> **ASSIGNED TASK**: Pull every line containing "green" from the data.

> **SUPPLIED DATA**:

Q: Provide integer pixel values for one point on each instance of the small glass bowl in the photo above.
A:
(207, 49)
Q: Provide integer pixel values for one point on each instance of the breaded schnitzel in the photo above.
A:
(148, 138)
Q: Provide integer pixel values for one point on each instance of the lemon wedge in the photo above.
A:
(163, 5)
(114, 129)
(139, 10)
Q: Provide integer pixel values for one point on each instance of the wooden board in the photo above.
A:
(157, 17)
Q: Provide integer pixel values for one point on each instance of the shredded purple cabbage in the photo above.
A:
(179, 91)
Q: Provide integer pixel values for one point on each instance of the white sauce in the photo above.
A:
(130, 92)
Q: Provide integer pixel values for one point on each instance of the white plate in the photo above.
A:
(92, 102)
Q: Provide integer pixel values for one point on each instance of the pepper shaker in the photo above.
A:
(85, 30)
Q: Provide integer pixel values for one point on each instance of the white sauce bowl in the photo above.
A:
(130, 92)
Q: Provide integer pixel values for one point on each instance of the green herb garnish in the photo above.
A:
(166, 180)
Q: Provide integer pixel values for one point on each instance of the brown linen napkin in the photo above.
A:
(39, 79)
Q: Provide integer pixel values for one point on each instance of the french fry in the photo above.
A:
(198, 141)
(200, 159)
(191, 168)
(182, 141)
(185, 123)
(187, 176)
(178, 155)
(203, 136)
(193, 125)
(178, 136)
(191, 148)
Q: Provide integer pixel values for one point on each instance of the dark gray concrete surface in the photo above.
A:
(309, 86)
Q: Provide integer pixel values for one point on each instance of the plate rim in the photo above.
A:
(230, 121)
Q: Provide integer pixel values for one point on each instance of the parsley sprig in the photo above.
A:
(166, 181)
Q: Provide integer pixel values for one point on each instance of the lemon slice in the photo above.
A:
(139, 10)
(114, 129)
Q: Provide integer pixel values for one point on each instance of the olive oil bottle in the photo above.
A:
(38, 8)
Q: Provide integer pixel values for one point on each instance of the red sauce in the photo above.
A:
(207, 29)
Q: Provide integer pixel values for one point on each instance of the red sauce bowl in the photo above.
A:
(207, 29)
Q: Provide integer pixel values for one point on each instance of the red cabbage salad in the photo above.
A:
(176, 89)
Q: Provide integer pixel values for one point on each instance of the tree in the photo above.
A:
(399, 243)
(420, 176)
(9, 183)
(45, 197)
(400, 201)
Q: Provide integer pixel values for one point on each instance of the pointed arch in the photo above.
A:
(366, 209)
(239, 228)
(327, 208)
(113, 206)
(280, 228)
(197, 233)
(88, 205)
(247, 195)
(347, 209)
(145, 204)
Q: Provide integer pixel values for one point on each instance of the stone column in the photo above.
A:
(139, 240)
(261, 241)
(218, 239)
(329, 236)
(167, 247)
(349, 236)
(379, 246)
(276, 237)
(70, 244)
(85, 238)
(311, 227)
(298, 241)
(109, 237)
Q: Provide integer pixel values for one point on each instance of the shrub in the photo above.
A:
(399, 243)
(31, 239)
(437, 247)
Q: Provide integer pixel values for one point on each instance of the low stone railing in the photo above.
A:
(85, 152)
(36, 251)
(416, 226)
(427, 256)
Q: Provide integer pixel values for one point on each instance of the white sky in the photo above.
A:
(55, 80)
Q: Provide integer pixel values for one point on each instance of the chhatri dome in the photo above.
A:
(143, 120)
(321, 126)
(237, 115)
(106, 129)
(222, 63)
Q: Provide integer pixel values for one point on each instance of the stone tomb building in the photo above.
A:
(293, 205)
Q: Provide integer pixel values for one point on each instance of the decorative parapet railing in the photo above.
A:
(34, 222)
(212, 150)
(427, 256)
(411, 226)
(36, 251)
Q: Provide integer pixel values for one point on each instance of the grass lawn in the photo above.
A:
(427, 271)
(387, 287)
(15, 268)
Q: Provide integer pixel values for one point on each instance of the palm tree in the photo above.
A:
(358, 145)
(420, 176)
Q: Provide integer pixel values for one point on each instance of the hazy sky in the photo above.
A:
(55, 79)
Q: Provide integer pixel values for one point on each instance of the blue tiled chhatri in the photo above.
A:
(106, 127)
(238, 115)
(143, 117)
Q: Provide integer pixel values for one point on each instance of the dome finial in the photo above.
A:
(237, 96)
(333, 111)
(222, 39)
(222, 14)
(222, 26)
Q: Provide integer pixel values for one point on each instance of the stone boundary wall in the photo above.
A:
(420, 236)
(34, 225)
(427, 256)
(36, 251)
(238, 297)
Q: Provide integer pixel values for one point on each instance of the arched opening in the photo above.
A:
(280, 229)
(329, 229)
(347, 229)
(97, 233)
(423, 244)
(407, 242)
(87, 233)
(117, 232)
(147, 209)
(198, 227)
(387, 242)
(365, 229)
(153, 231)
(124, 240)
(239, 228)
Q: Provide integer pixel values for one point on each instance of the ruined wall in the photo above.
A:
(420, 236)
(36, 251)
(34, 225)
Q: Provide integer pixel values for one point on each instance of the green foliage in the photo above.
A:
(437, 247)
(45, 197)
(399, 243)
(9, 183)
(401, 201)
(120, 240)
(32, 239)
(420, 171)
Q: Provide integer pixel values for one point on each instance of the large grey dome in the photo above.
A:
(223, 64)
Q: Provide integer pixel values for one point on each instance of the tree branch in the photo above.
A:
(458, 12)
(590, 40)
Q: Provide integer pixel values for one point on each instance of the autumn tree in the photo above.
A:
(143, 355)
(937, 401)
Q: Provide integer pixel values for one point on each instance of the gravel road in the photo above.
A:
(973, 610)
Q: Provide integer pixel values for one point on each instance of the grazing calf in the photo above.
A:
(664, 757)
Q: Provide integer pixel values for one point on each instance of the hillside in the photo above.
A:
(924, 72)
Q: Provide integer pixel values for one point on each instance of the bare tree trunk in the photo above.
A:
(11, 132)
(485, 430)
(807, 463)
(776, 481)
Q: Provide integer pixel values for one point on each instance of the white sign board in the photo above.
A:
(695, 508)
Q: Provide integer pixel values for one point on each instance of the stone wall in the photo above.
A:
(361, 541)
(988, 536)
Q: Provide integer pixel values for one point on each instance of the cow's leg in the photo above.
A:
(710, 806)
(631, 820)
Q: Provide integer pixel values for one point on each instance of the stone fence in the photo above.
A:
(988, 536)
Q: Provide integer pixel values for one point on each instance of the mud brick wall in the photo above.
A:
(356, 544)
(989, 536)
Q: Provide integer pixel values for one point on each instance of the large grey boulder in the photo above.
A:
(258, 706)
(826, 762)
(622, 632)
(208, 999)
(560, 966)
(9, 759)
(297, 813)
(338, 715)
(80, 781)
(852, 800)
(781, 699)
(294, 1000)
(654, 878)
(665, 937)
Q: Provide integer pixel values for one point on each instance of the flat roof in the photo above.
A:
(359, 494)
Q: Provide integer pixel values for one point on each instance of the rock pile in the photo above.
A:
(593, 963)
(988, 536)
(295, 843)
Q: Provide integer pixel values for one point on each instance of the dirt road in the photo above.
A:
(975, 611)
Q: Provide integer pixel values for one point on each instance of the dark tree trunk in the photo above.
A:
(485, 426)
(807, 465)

> **ANSWER TO THE EXERCISE**:
Q: Provide integer pixel values for one point on each instance of the green herb garnish in the photo above.
Q: Provide integer pixel values for one point on each instance of the green foliage in the photo above.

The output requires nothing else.